--- Record set Enclosed Below ---

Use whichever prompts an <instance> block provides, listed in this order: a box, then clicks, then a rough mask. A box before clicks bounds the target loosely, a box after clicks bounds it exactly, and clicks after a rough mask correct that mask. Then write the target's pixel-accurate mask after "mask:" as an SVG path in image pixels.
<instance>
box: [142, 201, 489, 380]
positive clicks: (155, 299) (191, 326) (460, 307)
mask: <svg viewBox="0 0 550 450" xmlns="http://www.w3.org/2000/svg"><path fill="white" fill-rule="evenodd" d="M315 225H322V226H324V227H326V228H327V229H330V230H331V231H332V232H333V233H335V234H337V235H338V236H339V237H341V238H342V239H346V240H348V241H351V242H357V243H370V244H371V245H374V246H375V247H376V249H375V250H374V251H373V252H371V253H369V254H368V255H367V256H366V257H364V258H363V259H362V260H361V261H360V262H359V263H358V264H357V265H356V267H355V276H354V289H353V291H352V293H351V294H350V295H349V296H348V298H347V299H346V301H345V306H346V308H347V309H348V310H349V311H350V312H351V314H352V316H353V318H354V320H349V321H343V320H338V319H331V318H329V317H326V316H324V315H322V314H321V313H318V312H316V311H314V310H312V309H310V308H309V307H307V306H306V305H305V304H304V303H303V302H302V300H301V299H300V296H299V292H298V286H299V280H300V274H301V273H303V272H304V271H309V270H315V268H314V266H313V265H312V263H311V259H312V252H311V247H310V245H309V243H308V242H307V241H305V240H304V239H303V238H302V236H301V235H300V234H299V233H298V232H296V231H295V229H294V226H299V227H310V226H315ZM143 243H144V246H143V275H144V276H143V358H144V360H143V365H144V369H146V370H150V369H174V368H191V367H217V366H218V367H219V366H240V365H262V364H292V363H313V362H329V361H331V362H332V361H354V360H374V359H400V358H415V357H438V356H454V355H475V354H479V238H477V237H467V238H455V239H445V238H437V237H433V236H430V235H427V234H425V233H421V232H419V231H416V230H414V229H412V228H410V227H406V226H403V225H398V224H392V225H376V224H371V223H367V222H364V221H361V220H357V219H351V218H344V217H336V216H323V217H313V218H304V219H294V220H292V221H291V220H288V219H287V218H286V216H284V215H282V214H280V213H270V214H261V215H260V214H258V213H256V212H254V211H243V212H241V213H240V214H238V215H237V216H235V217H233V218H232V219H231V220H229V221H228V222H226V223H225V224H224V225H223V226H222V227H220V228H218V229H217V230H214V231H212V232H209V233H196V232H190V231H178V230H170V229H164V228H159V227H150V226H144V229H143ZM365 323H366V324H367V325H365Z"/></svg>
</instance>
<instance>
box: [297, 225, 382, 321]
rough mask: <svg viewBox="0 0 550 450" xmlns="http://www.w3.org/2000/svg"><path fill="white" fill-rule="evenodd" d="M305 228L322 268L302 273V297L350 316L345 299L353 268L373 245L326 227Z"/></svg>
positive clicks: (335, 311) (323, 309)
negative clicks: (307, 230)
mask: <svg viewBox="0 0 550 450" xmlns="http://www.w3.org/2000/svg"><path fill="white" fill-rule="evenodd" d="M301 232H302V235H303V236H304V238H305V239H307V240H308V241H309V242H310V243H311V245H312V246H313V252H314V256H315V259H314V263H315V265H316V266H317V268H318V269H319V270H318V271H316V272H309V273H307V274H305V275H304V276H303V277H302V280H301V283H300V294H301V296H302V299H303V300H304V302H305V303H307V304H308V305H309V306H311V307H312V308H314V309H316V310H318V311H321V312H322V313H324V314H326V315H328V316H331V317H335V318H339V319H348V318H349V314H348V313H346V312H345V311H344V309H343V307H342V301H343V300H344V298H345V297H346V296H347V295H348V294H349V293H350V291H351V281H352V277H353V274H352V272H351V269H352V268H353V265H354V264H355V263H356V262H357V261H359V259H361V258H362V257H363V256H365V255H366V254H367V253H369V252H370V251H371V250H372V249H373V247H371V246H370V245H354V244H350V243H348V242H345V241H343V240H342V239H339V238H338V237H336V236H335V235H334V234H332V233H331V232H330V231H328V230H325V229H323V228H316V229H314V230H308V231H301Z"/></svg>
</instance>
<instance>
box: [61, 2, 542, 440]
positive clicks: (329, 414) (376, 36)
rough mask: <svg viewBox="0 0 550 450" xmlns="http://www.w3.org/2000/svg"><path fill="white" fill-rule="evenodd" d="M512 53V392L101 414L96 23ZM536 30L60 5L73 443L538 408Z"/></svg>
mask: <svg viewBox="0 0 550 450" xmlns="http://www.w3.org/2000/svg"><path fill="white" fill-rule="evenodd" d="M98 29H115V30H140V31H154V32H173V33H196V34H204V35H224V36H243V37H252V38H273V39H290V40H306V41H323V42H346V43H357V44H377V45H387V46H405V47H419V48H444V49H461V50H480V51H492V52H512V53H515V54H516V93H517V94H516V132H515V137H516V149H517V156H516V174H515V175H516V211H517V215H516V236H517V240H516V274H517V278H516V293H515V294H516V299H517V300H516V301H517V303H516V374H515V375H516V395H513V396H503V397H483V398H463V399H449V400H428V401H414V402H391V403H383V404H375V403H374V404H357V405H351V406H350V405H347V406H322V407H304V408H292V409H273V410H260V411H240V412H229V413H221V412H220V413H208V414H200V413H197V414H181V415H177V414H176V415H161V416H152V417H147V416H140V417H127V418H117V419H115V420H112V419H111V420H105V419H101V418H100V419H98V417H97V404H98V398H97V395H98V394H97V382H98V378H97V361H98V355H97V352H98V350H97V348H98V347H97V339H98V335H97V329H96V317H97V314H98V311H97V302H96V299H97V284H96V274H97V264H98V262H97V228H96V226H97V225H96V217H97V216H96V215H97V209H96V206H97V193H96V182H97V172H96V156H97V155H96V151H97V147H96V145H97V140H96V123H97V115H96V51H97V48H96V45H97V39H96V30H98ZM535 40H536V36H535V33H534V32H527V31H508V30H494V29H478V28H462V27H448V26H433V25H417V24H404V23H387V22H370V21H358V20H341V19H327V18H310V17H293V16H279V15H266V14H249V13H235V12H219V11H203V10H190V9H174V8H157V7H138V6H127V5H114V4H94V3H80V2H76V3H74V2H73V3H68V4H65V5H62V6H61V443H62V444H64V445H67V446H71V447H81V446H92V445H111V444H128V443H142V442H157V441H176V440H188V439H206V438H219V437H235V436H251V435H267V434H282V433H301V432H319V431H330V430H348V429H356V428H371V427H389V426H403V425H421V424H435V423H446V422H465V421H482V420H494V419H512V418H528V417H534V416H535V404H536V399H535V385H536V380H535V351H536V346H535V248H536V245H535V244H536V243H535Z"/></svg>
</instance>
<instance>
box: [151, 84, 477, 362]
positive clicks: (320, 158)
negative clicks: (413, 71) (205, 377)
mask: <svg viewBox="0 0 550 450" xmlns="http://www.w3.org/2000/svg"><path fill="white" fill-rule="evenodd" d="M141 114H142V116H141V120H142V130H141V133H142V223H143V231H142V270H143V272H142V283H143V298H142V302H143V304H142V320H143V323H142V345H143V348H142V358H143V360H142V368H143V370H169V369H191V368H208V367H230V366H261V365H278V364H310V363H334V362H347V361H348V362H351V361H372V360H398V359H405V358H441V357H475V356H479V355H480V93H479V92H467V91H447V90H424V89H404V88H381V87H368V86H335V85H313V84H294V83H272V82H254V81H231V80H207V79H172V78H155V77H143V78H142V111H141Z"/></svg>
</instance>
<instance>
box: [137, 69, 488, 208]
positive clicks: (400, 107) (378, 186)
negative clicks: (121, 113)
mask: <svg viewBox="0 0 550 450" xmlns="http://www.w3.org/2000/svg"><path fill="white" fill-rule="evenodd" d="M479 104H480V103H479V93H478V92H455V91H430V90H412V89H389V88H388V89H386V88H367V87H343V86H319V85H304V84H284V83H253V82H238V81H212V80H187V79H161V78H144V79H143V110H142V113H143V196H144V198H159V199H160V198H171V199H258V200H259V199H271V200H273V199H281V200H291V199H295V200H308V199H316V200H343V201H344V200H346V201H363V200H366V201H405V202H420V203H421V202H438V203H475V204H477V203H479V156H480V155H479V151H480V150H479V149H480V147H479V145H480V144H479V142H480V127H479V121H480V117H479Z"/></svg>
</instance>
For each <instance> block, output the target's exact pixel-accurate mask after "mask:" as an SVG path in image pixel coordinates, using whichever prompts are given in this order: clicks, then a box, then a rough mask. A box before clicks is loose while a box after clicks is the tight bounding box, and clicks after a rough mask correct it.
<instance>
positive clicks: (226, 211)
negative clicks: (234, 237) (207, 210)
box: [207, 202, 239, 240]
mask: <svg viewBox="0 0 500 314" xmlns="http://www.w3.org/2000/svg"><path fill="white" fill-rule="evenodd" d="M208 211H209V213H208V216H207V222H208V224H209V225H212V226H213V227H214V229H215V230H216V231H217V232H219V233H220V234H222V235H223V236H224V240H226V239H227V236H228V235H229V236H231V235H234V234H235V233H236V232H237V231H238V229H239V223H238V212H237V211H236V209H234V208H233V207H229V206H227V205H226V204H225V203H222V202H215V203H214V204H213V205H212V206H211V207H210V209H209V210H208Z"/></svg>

--- End of Enclosed Record set ---

*Exercise aim*:
Which lines in the entries above contain the word "negative"? Copy out each of them in full.

*Expected answer*:
negative clicks: (307, 230)
negative clicks: (413, 71) (205, 377)
negative clicks: (121, 113)
negative clicks: (234, 237) (207, 210)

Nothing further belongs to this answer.